_Material:_
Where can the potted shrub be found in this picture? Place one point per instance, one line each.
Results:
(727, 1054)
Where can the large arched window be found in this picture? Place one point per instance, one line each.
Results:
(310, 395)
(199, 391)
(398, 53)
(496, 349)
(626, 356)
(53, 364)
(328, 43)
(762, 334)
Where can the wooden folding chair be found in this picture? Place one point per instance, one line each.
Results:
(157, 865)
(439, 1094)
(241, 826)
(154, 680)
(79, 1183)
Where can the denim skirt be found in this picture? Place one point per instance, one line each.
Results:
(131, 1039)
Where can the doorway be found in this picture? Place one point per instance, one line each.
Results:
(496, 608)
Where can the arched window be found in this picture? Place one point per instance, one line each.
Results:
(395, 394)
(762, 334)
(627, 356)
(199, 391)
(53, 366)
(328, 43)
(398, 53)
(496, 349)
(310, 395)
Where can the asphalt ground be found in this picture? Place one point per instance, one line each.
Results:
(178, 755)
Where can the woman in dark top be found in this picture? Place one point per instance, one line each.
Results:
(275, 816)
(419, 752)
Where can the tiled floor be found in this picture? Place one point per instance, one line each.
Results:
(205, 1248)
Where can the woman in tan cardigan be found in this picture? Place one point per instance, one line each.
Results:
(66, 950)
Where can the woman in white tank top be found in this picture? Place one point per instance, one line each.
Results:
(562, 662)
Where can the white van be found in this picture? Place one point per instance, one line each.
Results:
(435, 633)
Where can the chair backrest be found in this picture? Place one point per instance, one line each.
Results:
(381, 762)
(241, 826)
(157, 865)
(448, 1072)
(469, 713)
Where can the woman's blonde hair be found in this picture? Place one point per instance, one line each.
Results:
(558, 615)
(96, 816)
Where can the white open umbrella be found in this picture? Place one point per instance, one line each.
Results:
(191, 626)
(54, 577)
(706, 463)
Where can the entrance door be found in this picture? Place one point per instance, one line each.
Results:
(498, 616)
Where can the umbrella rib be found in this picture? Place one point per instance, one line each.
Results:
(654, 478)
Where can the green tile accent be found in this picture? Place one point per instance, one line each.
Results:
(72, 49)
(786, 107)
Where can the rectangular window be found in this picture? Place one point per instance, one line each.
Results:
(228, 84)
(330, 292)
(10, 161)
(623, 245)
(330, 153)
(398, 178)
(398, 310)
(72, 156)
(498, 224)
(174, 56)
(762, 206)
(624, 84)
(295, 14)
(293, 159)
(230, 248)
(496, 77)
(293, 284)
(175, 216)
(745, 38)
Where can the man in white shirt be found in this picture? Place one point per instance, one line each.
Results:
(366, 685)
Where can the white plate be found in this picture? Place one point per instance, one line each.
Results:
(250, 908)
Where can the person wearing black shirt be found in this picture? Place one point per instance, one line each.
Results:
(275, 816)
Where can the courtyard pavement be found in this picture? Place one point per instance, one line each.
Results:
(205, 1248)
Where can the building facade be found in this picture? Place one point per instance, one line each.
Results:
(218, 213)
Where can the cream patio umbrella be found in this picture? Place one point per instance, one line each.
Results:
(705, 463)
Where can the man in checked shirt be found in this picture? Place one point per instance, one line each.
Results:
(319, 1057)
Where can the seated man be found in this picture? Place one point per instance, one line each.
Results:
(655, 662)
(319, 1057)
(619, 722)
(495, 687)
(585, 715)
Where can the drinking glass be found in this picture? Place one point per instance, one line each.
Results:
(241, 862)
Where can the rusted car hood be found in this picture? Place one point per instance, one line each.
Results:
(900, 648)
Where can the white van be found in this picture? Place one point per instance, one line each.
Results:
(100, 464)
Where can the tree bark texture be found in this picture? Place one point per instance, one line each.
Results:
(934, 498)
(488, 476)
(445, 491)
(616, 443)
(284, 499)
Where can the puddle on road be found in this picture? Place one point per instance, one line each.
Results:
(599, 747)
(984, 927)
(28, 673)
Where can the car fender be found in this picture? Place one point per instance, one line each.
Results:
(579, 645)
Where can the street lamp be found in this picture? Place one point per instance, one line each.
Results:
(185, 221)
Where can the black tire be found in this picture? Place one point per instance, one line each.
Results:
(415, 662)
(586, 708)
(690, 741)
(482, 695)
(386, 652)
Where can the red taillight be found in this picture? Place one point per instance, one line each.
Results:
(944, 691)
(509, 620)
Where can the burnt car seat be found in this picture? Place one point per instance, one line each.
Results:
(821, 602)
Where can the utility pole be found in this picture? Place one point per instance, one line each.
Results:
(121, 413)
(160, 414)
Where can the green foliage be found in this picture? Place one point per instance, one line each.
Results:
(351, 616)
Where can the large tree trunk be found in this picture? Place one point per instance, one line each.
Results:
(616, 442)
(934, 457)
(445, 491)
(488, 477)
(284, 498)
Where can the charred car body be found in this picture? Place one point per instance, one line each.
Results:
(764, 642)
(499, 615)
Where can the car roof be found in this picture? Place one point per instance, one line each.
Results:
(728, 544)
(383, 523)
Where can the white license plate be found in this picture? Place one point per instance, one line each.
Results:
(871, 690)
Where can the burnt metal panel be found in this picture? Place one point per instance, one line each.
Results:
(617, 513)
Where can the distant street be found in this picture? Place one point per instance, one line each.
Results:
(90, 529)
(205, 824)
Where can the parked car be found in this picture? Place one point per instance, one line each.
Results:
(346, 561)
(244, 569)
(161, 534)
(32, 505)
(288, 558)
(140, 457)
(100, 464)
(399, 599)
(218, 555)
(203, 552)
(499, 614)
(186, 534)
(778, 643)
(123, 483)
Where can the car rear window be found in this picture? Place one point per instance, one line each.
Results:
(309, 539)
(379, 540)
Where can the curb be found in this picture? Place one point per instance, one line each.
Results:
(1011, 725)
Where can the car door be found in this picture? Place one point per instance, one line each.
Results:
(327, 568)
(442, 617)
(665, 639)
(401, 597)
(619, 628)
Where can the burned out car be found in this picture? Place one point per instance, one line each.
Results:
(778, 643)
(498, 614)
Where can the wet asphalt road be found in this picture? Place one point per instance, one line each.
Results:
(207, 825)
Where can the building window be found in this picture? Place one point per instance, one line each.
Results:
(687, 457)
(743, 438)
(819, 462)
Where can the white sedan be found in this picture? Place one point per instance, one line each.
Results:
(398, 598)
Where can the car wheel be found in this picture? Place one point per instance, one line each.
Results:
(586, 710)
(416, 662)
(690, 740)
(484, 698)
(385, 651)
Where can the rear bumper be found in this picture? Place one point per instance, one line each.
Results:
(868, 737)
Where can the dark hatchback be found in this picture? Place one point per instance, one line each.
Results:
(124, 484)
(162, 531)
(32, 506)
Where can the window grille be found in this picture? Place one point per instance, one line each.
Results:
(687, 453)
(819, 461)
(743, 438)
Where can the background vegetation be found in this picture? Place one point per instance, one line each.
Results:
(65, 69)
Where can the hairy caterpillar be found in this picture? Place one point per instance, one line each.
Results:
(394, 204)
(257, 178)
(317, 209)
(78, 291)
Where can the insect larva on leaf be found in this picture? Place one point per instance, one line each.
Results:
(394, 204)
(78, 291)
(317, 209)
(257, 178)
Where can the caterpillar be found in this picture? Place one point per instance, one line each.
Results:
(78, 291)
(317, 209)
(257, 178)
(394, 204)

_Exercise directions:_ Copy exactly the line containing "Where can the window" and every line after it, ending with the last line of the records above.

_Written answer:_
Where can the window grille be found in this picture? Place one point per instance, one line each.
Results:
(687, 453)
(819, 461)
(743, 438)
Where can the background vegetation be found in this picture? Place one point per instance, one line each.
Results:
(65, 69)
Where can the hairy caterpillar be found in this picture? Place one point per instance, one line each.
Results:
(394, 204)
(257, 178)
(317, 209)
(78, 291)
Where can the insect larva on leaf be found in this picture? Place one point per instance, one line each.
Results:
(394, 204)
(78, 291)
(317, 209)
(257, 178)
Where can the caterpillar be found in this picture? Place one point per instance, one line each.
Results:
(78, 291)
(317, 209)
(257, 178)
(394, 204)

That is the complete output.